What to work on
Print the entries below verbatim, from their first line up to and including the line that contains "[[[144,16],[215,14],[223,4],[277,1],[216,0],[0,0],[0,24]]]".

---- Input for this task

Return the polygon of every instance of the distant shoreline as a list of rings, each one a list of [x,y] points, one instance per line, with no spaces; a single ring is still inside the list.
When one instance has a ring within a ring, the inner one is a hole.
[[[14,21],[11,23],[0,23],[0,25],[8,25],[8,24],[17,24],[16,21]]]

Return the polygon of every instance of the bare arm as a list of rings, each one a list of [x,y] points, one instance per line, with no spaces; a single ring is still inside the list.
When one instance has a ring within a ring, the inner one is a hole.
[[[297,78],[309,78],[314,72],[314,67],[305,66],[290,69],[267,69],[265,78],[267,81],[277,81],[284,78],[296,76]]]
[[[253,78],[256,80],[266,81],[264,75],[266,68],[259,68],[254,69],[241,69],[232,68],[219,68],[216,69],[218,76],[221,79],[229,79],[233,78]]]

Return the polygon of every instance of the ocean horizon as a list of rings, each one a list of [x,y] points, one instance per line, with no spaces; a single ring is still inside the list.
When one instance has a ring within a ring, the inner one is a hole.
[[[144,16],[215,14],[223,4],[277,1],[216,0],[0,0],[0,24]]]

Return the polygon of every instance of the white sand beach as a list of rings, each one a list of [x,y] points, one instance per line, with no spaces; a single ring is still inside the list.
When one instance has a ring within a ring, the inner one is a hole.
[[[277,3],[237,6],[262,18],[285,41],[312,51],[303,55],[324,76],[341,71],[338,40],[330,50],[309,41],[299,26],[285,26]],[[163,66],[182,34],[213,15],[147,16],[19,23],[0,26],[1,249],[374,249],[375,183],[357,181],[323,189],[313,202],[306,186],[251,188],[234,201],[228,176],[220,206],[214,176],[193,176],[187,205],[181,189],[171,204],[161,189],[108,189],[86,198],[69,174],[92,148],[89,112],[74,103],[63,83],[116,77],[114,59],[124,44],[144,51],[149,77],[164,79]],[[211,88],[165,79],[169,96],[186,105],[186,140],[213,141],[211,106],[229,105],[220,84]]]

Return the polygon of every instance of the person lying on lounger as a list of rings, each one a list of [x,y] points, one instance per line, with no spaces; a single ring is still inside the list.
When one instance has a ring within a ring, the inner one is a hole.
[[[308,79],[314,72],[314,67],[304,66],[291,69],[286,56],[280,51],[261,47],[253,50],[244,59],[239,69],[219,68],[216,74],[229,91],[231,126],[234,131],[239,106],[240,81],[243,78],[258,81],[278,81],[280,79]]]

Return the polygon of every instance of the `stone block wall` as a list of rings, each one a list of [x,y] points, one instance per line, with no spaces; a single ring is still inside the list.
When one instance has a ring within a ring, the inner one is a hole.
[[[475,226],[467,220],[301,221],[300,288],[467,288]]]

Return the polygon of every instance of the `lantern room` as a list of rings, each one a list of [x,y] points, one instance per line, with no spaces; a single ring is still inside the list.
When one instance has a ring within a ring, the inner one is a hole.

--------

Final result
Return the polygon of every instance of the distant shoreline as a list of rings, each one a list of [x,y] points, one instance per line, with no spaces; a single ring is still inside the list.
When one instance has a ring within a ring, the inner one is a hole.
[[[14,21],[11,23],[0,23],[0,25],[8,25],[8,24],[17,24],[16,21]]]

Return the polygon of every instance of the bare arm as a list of rings, each one a list of [x,y] points, one instance per line, with no spaces; a single ring is still inside the list.
When one instance has a ring within a ring, the inner one is a hole.
[[[297,78],[309,78],[314,72],[314,67],[305,66],[290,69],[267,69],[265,78],[267,81],[277,81],[284,78],[296,76]]]
[[[253,78],[256,80],[266,81],[264,75],[266,68],[259,68],[254,69],[241,69],[232,68],[219,68],[216,69],[218,76],[221,79],[229,79],[233,78]]]

Return the polygon of every instance of the ocean horizon as a list of rings, each one a list of [x,y] points, one instance per line, with no spaces; a single ring is still inside the list.
When one instance has a ring within a ring, the inner one is a hole.
[[[144,16],[215,14],[223,4],[277,1],[216,0],[0,0],[0,24]]]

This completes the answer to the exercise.